• _PROBLEM TO SOLVE_
Convert the listing below, starting with the line containing "train headlight, then" and going on through the line containing "left=774, top=260, right=821, bottom=291", into a two-column CSV with the headers text and answer. Give one row per text-and-answer pair, with each field quoted and its line breaks turned into spaces.

>> start

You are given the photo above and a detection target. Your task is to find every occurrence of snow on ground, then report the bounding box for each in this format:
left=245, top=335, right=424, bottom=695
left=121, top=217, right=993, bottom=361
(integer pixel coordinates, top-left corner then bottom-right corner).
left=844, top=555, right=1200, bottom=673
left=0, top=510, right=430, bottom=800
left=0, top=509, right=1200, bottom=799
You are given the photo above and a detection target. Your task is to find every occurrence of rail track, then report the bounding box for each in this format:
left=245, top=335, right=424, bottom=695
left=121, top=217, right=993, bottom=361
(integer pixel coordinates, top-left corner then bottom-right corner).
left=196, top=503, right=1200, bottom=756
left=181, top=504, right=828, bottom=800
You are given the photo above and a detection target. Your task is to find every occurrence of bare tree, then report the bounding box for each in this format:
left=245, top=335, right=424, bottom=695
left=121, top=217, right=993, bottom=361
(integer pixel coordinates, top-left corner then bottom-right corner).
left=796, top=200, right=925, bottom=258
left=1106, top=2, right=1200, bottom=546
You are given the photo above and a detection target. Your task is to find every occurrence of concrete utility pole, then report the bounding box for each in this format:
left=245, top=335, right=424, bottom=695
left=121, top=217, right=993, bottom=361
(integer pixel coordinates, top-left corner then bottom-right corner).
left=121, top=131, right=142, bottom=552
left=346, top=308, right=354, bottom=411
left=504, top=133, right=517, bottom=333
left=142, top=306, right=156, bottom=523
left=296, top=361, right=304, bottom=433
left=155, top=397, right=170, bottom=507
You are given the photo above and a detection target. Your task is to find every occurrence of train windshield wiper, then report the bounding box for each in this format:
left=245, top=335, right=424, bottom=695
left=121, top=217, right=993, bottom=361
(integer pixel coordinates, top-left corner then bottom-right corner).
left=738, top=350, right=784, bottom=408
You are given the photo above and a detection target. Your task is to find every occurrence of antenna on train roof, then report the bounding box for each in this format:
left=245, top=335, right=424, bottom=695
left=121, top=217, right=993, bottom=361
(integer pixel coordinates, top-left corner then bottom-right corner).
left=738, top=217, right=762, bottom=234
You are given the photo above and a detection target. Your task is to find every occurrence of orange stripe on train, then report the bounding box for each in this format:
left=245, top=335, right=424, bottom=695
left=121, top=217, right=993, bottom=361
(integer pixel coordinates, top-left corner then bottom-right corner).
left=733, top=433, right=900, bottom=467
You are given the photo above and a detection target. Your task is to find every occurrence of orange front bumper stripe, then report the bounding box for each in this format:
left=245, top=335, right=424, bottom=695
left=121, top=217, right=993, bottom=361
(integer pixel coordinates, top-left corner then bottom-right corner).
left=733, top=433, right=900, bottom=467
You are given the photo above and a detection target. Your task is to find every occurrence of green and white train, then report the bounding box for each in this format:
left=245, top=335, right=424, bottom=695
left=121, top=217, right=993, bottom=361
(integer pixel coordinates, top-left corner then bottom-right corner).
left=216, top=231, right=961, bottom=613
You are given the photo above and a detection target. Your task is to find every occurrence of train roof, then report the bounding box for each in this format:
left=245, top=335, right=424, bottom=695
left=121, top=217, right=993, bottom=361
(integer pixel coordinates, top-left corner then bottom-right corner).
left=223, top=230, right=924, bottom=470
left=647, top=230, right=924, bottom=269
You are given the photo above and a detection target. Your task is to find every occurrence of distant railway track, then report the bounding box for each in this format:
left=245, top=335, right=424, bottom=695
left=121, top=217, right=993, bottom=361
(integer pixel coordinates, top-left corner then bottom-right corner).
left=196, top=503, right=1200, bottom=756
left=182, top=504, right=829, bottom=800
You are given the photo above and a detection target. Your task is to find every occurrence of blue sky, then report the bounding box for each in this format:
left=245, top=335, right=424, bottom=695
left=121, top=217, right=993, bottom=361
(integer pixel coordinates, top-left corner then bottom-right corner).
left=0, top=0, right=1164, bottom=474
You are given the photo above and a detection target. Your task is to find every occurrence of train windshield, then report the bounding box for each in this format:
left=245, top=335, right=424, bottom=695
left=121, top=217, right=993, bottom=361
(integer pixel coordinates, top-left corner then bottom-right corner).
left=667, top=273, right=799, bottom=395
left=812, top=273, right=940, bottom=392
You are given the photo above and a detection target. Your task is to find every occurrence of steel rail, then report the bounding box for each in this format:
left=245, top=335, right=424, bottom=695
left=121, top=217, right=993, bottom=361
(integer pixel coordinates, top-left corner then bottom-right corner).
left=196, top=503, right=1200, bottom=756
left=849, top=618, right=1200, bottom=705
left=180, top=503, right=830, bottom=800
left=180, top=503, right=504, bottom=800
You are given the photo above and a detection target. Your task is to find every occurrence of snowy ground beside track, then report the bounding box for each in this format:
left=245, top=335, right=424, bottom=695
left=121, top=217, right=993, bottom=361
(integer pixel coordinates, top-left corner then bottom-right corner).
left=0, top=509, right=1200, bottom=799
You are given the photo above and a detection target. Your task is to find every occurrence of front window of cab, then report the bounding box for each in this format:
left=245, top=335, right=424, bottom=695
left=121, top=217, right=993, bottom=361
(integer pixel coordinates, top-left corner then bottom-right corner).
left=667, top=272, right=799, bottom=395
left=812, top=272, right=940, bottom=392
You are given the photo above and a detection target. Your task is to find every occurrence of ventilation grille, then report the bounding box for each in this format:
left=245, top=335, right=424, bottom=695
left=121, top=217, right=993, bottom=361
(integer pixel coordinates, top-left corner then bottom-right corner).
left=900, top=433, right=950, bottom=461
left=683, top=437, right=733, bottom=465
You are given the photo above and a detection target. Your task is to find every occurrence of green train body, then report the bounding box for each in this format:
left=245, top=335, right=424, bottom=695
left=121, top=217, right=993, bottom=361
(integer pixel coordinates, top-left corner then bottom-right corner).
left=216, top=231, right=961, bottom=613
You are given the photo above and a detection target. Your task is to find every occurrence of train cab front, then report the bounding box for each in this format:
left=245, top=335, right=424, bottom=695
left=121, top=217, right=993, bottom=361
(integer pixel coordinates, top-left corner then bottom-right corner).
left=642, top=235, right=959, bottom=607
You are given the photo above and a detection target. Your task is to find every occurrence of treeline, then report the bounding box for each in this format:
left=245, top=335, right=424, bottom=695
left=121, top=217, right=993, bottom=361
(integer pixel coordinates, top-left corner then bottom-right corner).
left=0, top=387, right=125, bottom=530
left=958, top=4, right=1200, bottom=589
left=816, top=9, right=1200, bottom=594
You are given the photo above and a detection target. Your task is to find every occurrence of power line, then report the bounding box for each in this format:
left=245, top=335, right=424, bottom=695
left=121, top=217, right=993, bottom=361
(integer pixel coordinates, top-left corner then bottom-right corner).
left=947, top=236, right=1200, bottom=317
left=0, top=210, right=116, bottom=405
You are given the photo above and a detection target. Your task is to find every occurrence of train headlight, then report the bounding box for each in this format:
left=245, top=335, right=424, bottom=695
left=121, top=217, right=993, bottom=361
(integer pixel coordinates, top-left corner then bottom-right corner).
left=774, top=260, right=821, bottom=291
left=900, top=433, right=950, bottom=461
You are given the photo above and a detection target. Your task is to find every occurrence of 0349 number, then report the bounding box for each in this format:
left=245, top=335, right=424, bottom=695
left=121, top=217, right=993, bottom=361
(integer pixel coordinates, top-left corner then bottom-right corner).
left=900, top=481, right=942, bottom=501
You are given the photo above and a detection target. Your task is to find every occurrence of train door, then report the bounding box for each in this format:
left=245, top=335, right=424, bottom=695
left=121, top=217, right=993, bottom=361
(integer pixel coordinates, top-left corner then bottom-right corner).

>> end

• _RIGHT ANSWER_
text,answer
"You are given the photo above and a detection target. Your task is to find every occurrence of train headlight, then report the bounding box for each in this format: left=245, top=335, right=424, bottom=695 left=121, top=217, right=993, bottom=361 (integer pixel coordinates, top-left corner then bottom-right corner).","left=774, top=260, right=821, bottom=291"